## Your objective
Your reply should hold only the lines from the one containing "Target: blue sky" to the final line of the listing below, restated word for word.

┌──

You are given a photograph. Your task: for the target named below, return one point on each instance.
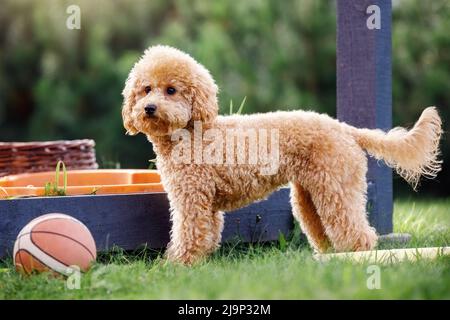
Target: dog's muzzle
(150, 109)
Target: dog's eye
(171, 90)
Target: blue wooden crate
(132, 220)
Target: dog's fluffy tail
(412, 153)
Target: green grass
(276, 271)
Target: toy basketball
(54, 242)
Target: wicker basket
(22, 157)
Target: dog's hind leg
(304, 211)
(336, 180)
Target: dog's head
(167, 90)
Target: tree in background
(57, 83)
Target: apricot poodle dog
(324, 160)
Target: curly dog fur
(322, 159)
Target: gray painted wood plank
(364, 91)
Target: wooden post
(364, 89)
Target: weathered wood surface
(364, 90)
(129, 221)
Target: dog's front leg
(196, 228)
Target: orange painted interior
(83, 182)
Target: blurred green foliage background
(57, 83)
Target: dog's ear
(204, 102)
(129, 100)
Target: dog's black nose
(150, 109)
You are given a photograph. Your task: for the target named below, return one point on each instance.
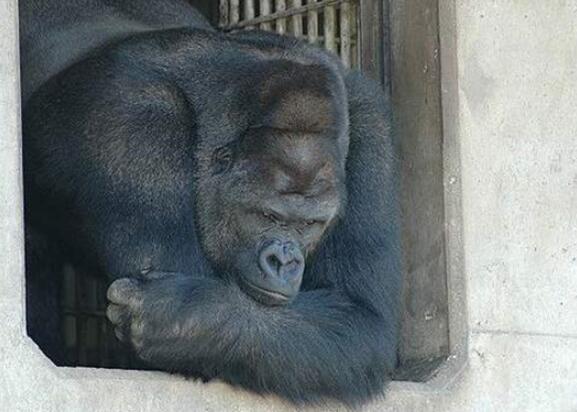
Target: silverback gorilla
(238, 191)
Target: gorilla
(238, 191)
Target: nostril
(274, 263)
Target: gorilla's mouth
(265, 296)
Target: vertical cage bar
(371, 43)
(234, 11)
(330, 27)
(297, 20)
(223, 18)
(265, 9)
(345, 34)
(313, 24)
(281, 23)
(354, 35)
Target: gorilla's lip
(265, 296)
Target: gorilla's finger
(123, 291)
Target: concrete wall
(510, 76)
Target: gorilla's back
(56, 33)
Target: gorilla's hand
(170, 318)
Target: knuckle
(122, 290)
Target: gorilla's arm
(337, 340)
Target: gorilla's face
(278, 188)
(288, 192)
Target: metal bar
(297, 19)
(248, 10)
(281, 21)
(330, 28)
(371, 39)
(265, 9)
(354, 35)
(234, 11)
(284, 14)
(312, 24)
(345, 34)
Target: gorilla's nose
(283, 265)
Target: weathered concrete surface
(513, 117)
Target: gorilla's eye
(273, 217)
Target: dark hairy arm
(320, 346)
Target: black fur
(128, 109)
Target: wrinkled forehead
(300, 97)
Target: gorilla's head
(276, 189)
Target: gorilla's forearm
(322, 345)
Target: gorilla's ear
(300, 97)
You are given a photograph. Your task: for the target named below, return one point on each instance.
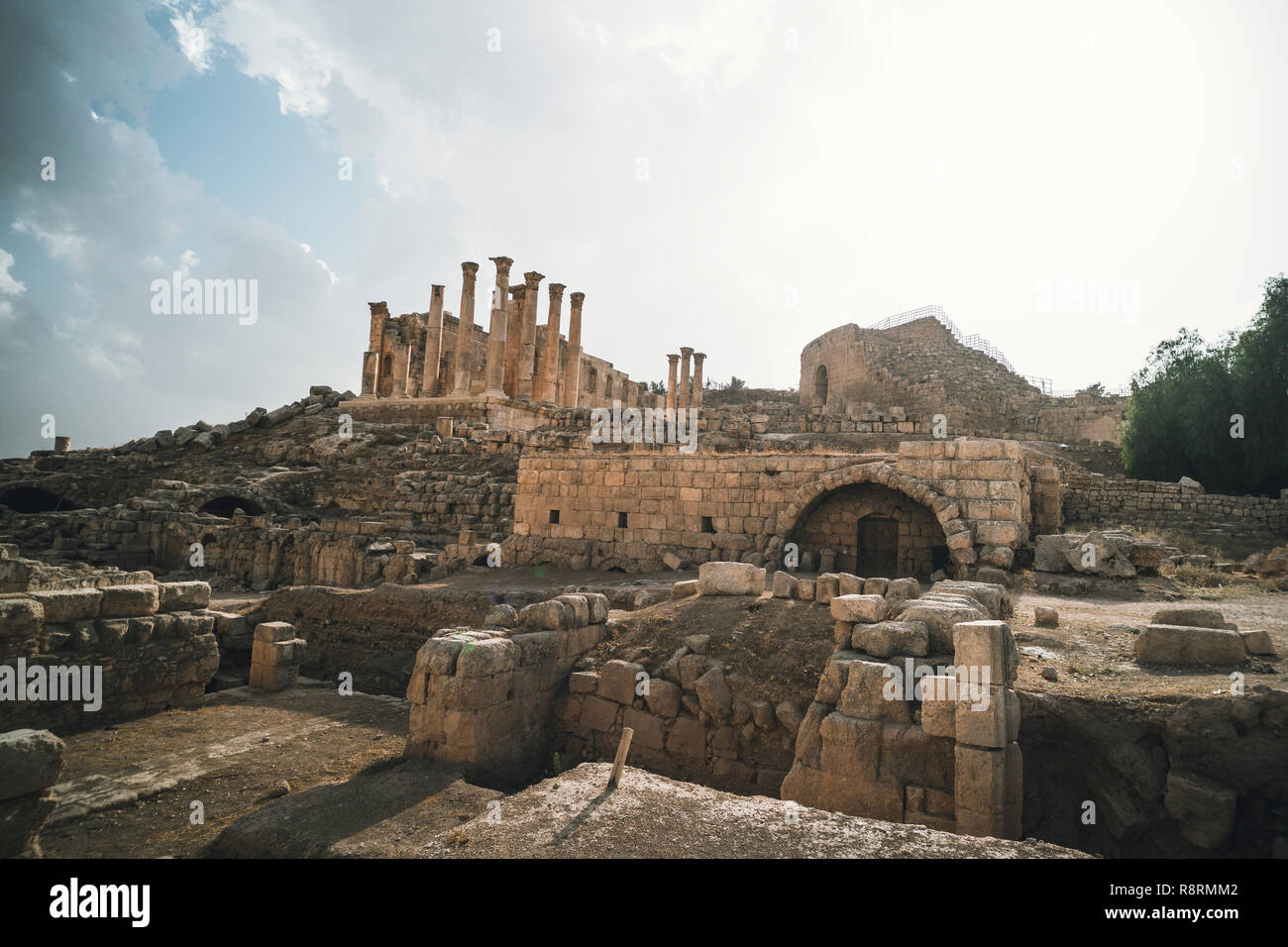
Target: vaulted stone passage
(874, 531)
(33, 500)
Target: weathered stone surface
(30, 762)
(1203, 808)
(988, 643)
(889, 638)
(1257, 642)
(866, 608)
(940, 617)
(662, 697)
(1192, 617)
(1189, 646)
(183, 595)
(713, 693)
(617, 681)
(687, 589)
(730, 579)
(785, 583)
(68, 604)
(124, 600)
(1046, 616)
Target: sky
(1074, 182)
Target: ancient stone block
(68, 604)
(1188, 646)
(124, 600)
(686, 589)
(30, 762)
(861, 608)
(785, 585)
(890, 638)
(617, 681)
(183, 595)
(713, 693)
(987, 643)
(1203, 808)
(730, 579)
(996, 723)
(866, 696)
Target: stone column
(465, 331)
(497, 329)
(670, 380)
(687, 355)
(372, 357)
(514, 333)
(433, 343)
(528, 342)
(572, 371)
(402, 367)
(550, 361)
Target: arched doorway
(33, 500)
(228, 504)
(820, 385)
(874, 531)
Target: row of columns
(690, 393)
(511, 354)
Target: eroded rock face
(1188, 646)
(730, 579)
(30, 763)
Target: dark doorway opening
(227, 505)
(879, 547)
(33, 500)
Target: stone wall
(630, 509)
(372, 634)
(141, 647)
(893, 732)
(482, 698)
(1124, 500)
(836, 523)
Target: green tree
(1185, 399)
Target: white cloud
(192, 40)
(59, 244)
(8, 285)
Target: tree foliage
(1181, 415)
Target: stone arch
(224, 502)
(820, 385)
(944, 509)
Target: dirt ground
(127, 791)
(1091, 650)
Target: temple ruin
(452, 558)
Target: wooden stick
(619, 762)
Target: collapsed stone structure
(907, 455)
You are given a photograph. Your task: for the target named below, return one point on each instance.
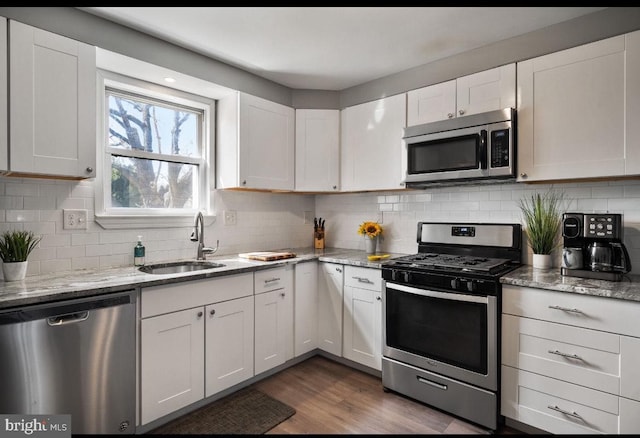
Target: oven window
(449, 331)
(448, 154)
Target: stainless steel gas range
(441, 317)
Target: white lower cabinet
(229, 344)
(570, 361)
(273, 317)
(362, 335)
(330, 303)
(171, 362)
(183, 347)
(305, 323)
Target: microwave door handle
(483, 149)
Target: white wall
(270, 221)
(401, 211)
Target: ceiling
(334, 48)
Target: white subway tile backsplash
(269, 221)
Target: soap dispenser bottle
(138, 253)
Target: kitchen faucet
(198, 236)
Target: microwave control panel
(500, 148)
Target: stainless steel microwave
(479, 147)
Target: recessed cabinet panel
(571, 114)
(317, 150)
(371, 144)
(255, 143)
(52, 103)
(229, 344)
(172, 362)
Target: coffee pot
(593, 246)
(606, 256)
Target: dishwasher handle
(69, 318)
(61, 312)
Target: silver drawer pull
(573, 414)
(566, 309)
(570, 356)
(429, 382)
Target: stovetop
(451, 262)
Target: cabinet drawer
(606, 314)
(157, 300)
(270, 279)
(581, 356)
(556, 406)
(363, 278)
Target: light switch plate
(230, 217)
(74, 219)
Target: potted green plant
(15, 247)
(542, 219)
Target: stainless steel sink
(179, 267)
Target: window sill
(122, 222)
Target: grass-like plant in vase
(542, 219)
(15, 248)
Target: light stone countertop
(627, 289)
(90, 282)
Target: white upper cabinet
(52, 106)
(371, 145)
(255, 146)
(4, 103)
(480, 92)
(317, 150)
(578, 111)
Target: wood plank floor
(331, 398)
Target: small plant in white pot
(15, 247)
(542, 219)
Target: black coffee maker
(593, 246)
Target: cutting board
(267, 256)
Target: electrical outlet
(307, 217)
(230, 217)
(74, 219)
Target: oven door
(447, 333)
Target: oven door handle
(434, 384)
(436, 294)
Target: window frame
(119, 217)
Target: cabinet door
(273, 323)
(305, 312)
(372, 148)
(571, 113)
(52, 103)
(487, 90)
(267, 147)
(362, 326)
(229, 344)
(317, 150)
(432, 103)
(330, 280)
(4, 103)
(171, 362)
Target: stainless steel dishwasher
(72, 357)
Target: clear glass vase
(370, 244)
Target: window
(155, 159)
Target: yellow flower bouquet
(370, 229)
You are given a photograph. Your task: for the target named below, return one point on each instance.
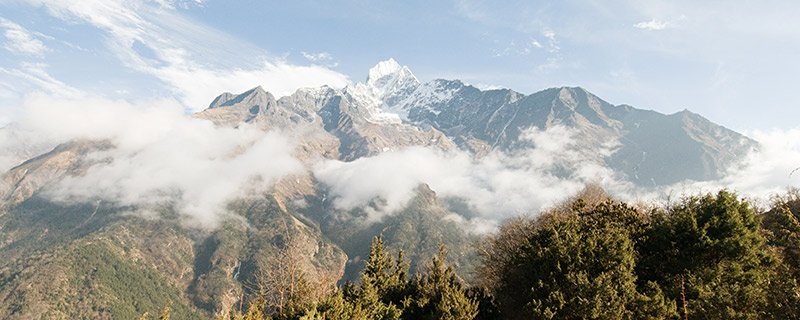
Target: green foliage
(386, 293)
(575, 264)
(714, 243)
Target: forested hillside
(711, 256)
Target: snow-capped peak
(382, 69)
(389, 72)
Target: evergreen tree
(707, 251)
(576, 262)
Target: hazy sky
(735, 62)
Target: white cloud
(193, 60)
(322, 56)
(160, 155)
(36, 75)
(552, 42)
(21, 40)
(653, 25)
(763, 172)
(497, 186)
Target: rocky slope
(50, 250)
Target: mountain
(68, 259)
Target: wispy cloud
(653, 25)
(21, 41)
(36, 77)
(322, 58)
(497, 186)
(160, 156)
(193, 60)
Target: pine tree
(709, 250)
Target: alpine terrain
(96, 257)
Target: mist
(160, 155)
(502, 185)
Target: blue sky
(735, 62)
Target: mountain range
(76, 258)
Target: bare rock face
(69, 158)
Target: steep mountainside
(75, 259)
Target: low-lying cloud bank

└──

## Solution for this task
Target: blue sky
(735, 62)
Target: mountain range
(76, 258)
Target: bare rock face
(69, 158)
Target: steep mountainside
(75, 259)
Target: low-lying cloud bank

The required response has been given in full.